# [WORK REQUIRED]
A verbatim reproduction of the lines below, from the line containing "flower — can you grab that for me?" through the line containing "twig — can you grab that for me?", both ends included, is the whole required output.
[RECORDS Boundary: Start]
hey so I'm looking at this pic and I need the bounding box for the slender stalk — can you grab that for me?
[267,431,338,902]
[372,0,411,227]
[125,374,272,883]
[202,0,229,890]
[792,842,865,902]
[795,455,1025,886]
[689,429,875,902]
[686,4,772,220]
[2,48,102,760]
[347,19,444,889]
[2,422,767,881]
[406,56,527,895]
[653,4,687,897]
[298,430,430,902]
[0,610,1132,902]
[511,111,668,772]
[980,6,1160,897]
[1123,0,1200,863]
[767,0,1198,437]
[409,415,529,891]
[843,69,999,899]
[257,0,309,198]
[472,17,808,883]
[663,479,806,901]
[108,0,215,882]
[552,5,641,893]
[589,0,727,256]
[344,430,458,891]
[RECORDS Boundary: End]
[RECORDS Boundary: Start]
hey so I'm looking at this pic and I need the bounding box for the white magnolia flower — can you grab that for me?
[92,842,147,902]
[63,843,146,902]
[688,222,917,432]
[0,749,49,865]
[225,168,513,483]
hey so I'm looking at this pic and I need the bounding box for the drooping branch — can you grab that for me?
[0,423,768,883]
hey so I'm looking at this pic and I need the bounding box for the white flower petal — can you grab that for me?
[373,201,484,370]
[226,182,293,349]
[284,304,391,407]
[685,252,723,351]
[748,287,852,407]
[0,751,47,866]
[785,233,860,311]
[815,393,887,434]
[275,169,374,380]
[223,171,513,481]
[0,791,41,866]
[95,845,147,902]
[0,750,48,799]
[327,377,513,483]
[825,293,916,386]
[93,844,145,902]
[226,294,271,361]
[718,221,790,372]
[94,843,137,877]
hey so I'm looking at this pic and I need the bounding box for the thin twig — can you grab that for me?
[RECORDS Boundary: End]
# [PROBLEM SOLUTION]
hey so I'm looking at this pic and I need the bounding box for the white magnolia flower — can you grab that for me?
[92,842,147,902]
[63,843,146,902]
[688,222,917,432]
[0,749,49,865]
[225,168,513,483]
hey so I'm looking at this pic and I need the bounding box for the drooping branch — can you grab that for me?
[0,423,768,883]
hey so I'm looking at this pic and I need the bounding box for the white flower petal — can you grab that for me?
[373,201,484,370]
[226,182,293,349]
[284,304,391,407]
[685,252,723,351]
[748,287,852,407]
[0,751,47,866]
[785,233,860,311]
[815,393,887,434]
[275,169,374,380]
[223,171,513,481]
[0,791,41,866]
[95,845,147,902]
[0,750,48,799]
[327,377,513,483]
[825,293,916,386]
[93,844,145,902]
[226,294,271,361]
[718,221,790,372]
[94,843,137,877]
hey so I'm looking at this pic and I need the bounding box for the thin twig — can you grab that for me?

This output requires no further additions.